═════ FRAGMENTO

No parece una colocación idiomática, @paul355915.  Distinto sería si dijeras, por ejemplo, “{Permíteme/Déjame} felicitarte: {me parece/tengo entendido} que la ocasión lo merece”.


----------



## paul355915

swift said:


> No parece una colocación idiomática, @paul355915.  Distinto sería si dijeras, por ejemplo, “{Permíteme/Déjame} felicitarte: {me parece/tengo entendido} que la ocasión lo merece”.



Sí,  gracias por aclarármelo


----------



## kaoruca

paul355915 said:


> "Se te merecen felicidades /felicitaciones "¿?



Con la palabra "merecer" podría ser: " (Te) Mereces que te felicite(n)".


----------



## paul355915

kaoruca said:


> Con la palabra "merecer" podría ser: " (Te) Mereces que te felicite(n)".



Gracias Kaoruca


----------



## Elcanario

Hola swift:
No te faltan argumentos en tu razonamiento con el que coincido, aunque parece habérsete escapado un pequeño detalle, y es, el contexto que proporcionó fenixpollo que nos provee del motivo. Una vez inserto en él, cobra sentido.

Hello, my friend. I hear that congratulations are in order. You got the new job, right?
"Hola, amigo mío. Me enteré de que lo indicado sería felicitarte. (Ya que, puesto que, pues, porque) Conseguiste el nuevo empleo, ¿verdad?"
Se puede parafrasear de manera explícita o más formal si es necesario, puesto que formalidad es lo que busca fenixpollo.
"Hola, amigo mío. Me enteré de que lo indicado sería felicitarte, ya que conseguiste el nuevo empleo, ¿verdad?"
Un saludo


----------



## Fernoweb

Formalmente podrías felicitar de las siguientes maneras:
*Mi más sincera enhorabuena por ...
Solo cabe felicitarte por ...
Solo cabe darte la enhorabuena por..*


----------



## Oldy Nuts

La pregunta original es bien específica, y lo que varios hemos intentado hacer es proporcionar una equivalencia decente en español. Tus sugerencias serían perfectas en otro contexto.

══════════
═════ LÍNEAS DE DATOS

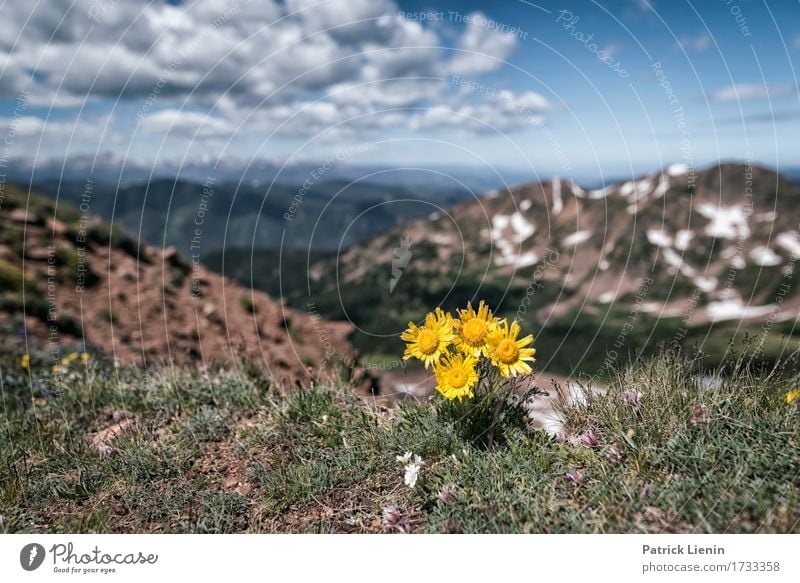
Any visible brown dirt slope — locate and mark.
[0,185,362,384]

══════════

EJERCICIOS POR RESOLVER —
a. Reproduce del hilo sobre cómo felicitar todo el pasaje que va desde "Se puede parafrasear" hasta "enhorabuena por ...".
b. Prosigue el hilo sobre cómo felicitar a partir de la última frase que aparece.

RESPUESTAS —
a.
Se puede parafrasear de manera explícita o más formal si es necesario, puesto que formalidad es lo que busca fenixpollo.
"Hola, amigo mío. Me enteré de que lo indicado sería felicitarte, ya que conseguiste el nuevo empleo, ¿verdad?"
Un saludo


----------



## Fernoweb

Formalmente podrías felicitar de las siguientes maneras:
*Mi más sincera enhorabuena por ...

b.
----------



## swift

Fernoweb said:


> Solo cabe felicitarte


 Parece una buena opción para:


> _Now that you’re a college graduate, I think congratulations are in order!_


En cuanto al comentario de @Elcanario:


Elcanario said:


> No te faltan argumentos en tu razonamiento con el que coincido, aunque parece habérsete escapado un pequeño detalle, y es, el contexto que proporcionó fenixpollo que nos provee del motivo. Una vez inserto en él, cobra sentido.


Me temo que no me di a entender.  A ver si logro explicarme mejor...

La sensación que me da a mí, como hablante de español, el que alguien me diga que se acaba de enterar de que lo indicado es hacer tal o cual cosa, es la de un descubrimiento; en otras palabras: vengo a desayunarme que lo correcto en estas circunstancias es hacer aquello. Como entenderán, una formulación de ese tipo podría parecer un poco torpe y hasta sarcástica.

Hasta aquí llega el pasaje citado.